• [Selected excerpt]
-- start --

LOS ANGELES (AP) Kobe Bryant returned to the Los Angeles Lakers' lineup against Miami on Tuesday night after his latest prolonged stretch of rest.
The Lakers are working on a plan to keep their 36-year-old superstar healthy for the rest of a rough season, but they're not entirely sure how to do it. Scott intends to decide before every game whether to use Bryant that night, but Kobe likely won't play in back-to-back games again this season.
''It's uncharted waters for both of us,'' Scott said.
Bryant had skipped three of the Lakers' last four games to rest, and he missed three games last month, sitting out six of the Lakers' last 11 games overall. Scott plans to rest Bryant again Friday when the Lakers visit Utah, but hopes Bryant will play against the Cleveland Cavaliers on Thursday - all subject to change, of course.

-- end --

• [To do]
A. Answer these questions from the Kobe Bryant article, one line each:
(i) Against which team did Bryant return to the Lakers' lineup?
(ii) How old is Bryant?
(iii) How many of the Lakers' last 11 games has Bryant sat out?
B. Continue the news article about Kobe Bryant's rest from its last sentence.

• [Entries provided]
-- start --

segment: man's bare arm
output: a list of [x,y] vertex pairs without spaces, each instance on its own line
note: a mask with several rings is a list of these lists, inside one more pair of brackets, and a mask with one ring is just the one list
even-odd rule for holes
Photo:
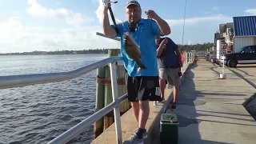
[[148,18],[154,19],[160,28],[160,34],[161,35],[168,35],[170,34],[170,28],[168,23],[162,19],[154,10],[145,11]]
[[181,66],[182,66],[182,54],[178,47],[175,50],[175,52],[177,54],[178,63],[181,65]]
[[104,7],[103,18],[102,22],[103,34],[108,37],[115,37],[117,35],[117,33],[115,32],[115,30],[110,26],[107,10],[108,10],[108,7],[106,6]]
[[155,19],[155,22],[160,28],[161,35],[168,35],[170,34],[170,28],[165,20],[162,19],[160,17],[158,17],[158,18]]
[[162,53],[162,50],[163,48],[166,46],[166,45],[168,42],[168,39],[165,38],[164,40],[162,40],[158,46],[158,48],[157,49],[157,58],[159,58],[160,55]]

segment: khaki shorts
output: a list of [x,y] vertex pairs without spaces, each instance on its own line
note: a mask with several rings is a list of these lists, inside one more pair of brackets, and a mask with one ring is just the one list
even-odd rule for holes
[[167,81],[168,83],[171,86],[179,86],[181,78],[178,75],[178,72],[180,71],[180,68],[159,68],[158,71],[160,79]]

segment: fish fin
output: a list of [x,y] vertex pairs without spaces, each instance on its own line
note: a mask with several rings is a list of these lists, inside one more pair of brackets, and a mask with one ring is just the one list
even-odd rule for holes
[[137,73],[138,73],[141,70],[142,70],[142,68],[138,67],[138,68],[137,69]]
[[141,66],[139,66],[141,69],[146,69],[146,67],[142,63]]

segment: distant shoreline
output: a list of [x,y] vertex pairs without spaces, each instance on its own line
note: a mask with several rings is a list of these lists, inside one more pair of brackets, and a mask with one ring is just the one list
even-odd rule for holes
[[57,50],[57,51],[32,51],[22,53],[5,53],[1,55],[63,55],[63,54],[107,54],[108,49],[95,49],[83,50]]
[[6,56],[6,55],[75,55],[75,54],[98,54],[98,53],[95,53],[95,54],[12,54],[12,53],[10,53],[10,54],[0,54],[0,56]]

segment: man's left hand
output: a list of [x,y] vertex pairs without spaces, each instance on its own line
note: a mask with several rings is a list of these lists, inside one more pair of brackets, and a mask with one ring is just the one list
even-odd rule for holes
[[157,20],[159,17],[154,10],[145,11],[146,17],[150,19]]

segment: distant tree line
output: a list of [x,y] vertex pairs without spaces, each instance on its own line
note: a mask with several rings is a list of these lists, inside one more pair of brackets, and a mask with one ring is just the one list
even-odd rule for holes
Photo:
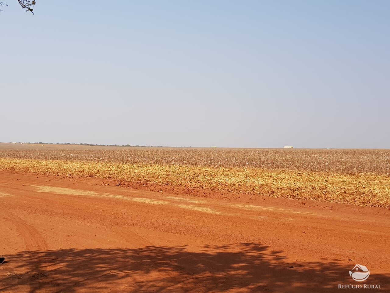
[[[18,141],[18,143],[22,143],[20,141]],[[28,143],[30,143],[30,144],[36,144],[37,145],[88,145],[90,146],[134,146],[134,147],[153,147],[153,148],[169,148],[172,147],[171,146],[162,146],[162,145],[99,145],[98,144],[94,144],[94,143],[44,143],[42,141],[39,141],[39,142],[35,142],[35,143],[30,143],[29,141]],[[191,146],[183,146],[182,147],[187,148],[187,147],[191,147]]]

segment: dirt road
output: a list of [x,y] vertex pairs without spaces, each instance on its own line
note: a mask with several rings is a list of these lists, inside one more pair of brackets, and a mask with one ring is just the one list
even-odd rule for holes
[[389,291],[390,211],[266,202],[0,173],[0,292]]

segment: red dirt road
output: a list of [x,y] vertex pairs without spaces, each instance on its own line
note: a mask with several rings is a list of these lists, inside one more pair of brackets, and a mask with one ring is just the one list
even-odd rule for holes
[[388,209],[264,202],[1,173],[0,292],[390,290]]

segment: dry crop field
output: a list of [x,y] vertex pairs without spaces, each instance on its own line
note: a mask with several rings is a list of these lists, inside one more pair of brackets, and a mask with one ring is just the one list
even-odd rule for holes
[[0,143],[0,170],[390,207],[390,150]]

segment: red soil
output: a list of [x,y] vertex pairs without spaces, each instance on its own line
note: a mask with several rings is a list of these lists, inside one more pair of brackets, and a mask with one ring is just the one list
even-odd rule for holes
[[389,289],[388,209],[7,173],[0,206],[2,292]]

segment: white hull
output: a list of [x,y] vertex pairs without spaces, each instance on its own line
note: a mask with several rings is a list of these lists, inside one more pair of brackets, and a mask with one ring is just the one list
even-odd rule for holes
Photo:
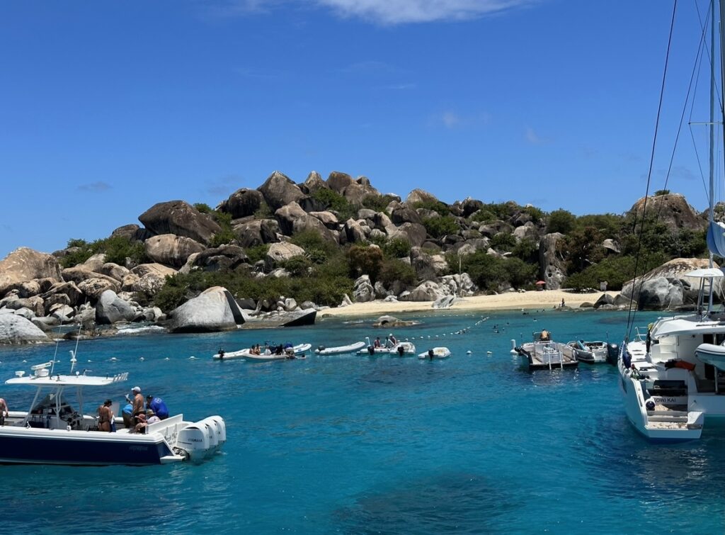
[[451,352],[448,348],[439,347],[428,349],[427,351],[424,351],[423,353],[419,353],[418,358],[434,360],[434,359],[447,359],[450,356]]
[[[301,343],[295,346],[292,348],[294,355],[302,355],[305,351],[309,351],[310,348],[312,347],[310,343]],[[286,354],[281,355],[273,355],[273,354],[262,354],[262,355],[253,355],[249,352],[249,349],[241,349],[239,351],[231,351],[230,353],[225,353],[223,355],[220,354],[216,354],[214,355],[212,359],[216,360],[249,360],[249,361],[270,361],[270,360],[285,360],[289,357]]]
[[347,346],[338,346],[334,348],[324,348],[323,349],[315,349],[315,353],[318,355],[343,355],[346,353],[355,353],[365,346],[365,342],[356,342]]

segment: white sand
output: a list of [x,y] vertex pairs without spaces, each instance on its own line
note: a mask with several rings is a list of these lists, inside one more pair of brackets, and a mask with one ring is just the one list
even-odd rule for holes
[[[602,293],[608,293],[613,297],[617,292],[594,292],[592,293],[570,293],[558,290],[545,290],[543,291],[511,292],[499,295],[476,295],[475,297],[463,298],[463,303],[453,305],[450,311],[465,310],[517,310],[521,309],[553,309],[561,305],[563,299],[567,306],[572,309],[579,308],[584,302],[592,304],[602,296]],[[419,312],[421,311],[433,311],[431,301],[400,301],[398,303],[386,303],[378,300],[370,303],[355,303],[348,306],[340,306],[335,309],[326,309],[318,313],[319,317],[326,315],[339,316],[368,316],[384,314],[394,314],[399,312]]]

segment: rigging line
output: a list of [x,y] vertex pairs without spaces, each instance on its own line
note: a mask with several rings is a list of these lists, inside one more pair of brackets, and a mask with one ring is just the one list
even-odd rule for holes
[[[706,30],[707,30],[706,23],[703,23],[703,19],[700,18],[700,7],[697,5],[697,2],[695,3],[695,9],[697,9],[697,18],[698,18],[699,22],[700,22],[700,25],[701,28],[703,28],[703,32],[706,32]],[[708,10],[707,10],[707,12],[705,14],[705,21],[707,21],[707,20],[708,20],[710,19],[710,8],[712,8],[714,10],[714,9],[715,9],[715,4],[710,4],[710,2],[708,1]],[[715,16],[714,13],[712,15],[712,16],[713,17]],[[708,54],[708,62],[710,63],[710,65],[712,65],[713,63],[713,62],[715,62],[715,58],[710,57],[710,51],[708,50],[707,46],[705,46],[705,52]],[[716,79],[715,80],[715,86],[716,86],[716,89],[717,89],[717,91],[716,91],[716,94],[717,94],[718,103],[720,105],[720,109],[721,109],[721,110],[723,110],[723,102],[722,102],[722,99],[721,97],[722,96],[722,92],[723,91],[722,91],[721,87],[718,87],[718,80],[716,80]]]
[[[670,23],[670,36],[667,40],[667,53],[665,55],[665,68],[662,73],[662,86],[660,88],[660,102],[657,107],[657,119],[655,121],[655,135],[652,140],[652,152],[650,155],[650,168],[647,173],[647,189],[645,192],[645,203],[642,205],[642,227],[639,231],[639,237],[637,240],[637,254],[634,256],[634,278],[632,279],[632,292],[629,296],[629,310],[627,312],[627,332],[626,332],[626,340],[629,340],[629,335],[631,333],[632,324],[634,322],[634,316],[636,314],[632,313],[632,304],[634,302],[634,287],[637,285],[637,271],[639,264],[639,253],[642,252],[642,237],[644,234],[645,229],[645,216],[647,214],[647,200],[650,195],[650,184],[652,181],[652,168],[654,166],[655,162],[655,152],[657,147],[657,133],[659,131],[660,127],[660,117],[662,115],[662,102],[664,100],[665,94],[665,82],[667,80],[667,67],[669,64],[670,60],[670,50],[672,47],[672,34],[674,31],[675,25],[675,15],[677,13],[677,0],[674,0],[672,6],[672,20]],[[634,226],[637,226],[637,213],[634,215]],[[644,281],[642,281],[644,282]],[[639,288],[642,289],[642,282],[639,282]]]
[[[682,131],[682,125],[684,123],[685,114],[687,113],[687,103],[689,102],[689,96],[692,93],[693,85],[697,86],[695,82],[695,75],[700,73],[700,60],[702,59],[703,49],[707,48],[705,46],[705,28],[703,28],[703,33],[700,36],[700,44],[697,46],[697,53],[695,57],[695,65],[692,65],[692,73],[689,77],[689,84],[687,86],[687,94],[684,97],[684,105],[682,106],[682,114],[680,115],[679,126],[677,127],[677,134],[675,136],[674,144],[672,146],[672,153],[670,155],[670,163],[667,168],[667,174],[665,175],[665,184],[663,187],[663,189],[667,189],[667,184],[670,180],[670,173],[672,172],[672,166],[675,159],[675,152],[677,151],[677,144],[679,142],[680,133]],[[695,99],[692,99],[692,102],[695,102]],[[690,110],[692,113],[692,109]],[[704,176],[703,176],[704,179]],[[660,219],[660,214],[662,213],[662,208],[664,206],[664,203],[660,203],[659,208],[657,210],[656,219]]]

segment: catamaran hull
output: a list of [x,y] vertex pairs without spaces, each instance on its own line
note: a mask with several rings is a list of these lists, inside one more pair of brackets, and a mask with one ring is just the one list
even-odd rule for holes
[[0,463],[145,465],[181,460],[162,438],[141,442],[114,439],[109,436],[113,433],[93,436],[100,434],[0,428]]

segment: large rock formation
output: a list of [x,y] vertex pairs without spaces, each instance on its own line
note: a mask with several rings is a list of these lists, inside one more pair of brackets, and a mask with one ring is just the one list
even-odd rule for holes
[[[686,274],[708,266],[706,258],[674,258],[634,281],[626,282],[621,295],[627,300],[633,298],[640,310],[676,309],[695,304],[700,279],[687,277]],[[715,279],[713,284],[716,295],[722,295],[722,279]]]
[[260,209],[264,200],[264,196],[257,189],[243,187],[232,193],[226,200],[222,201],[218,209],[231,213],[232,218],[236,219],[253,215]]
[[205,248],[191,238],[173,234],[154,236],[146,240],[144,245],[146,254],[154,262],[177,268],[186,263],[189,255],[201,253]]
[[[705,226],[705,218],[698,214],[684,196],[679,193],[655,195],[646,197],[646,200],[647,213],[650,216],[657,214],[658,221],[664,223],[673,232],[679,229],[701,230]],[[645,201],[645,197],[643,197],[629,209],[629,214],[637,214],[637,221],[642,220]]]
[[226,288],[214,286],[190,299],[169,314],[171,332],[215,332],[232,330],[244,316]]
[[154,234],[174,234],[204,244],[222,229],[210,217],[183,200],[155,204],[140,215],[138,221]]
[[566,278],[566,261],[558,247],[563,237],[560,232],[547,234],[539,244],[539,266],[547,290],[558,290]]
[[278,210],[304,196],[294,182],[278,171],[270,175],[258,189],[273,210]]
[[30,320],[14,314],[0,314],[0,344],[48,341],[46,333]]
[[136,316],[136,311],[111,290],[101,294],[96,303],[96,323],[110,325],[117,322],[130,322]]
[[0,261],[0,295],[16,285],[34,279],[62,281],[58,259],[46,253],[21,247]]

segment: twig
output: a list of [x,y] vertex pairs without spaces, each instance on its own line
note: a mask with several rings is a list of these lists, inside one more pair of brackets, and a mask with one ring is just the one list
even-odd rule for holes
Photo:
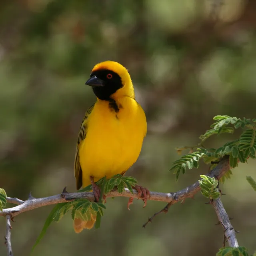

-- end --

• [Answers below]
A.
(i) Miami
(ii) 36
(iii) Six

B.
''I'm not going to anticipate anything,'' Scott said. ''This is a day-by-day, game-by-game situation.''
Although Bryant is the NBA's sixth-leading scorer with 23.0 points per game, the accumulated wear of his 19th NBA season has prompted Scott to rest him with increasing frequency. Bryant has been surprised by the overall soreness in his body, gradually realizing the effects of the accumulated wear on a player who regularly suited up with innumerable injuries ranging from jammed fingers to sprained ankles.
Scott thinks Bryant's famed toughness and his desire to wring more wins out of another bad season compromised his long-term plans for Bryant. Kobe is averaging 34.8 minutes per game, a number that's higher than Scott intended when the season began.
''I was maybe playing him a little too much,'' Scott said.
Bryant is in the first year of a two-year, $48.5 million contract extension signed last season while he was injured. Bryant played just six games in the previous 18 months before this season began after struggling with two major leg injuries.
''It's a two-year deal, and we want to make sure he can play it out to the best of his ability and to the highest ideal,'' Scott said.
Scott claims the Lakers haven't discussed shutting down Bryant for the season, but the coach acknowledged during the pregame shoot-around that such a discussion might occur in the future.
For now, Scott will stick to a strict limit of 32 minutes for Bryant.
But what if a game goes to overtime?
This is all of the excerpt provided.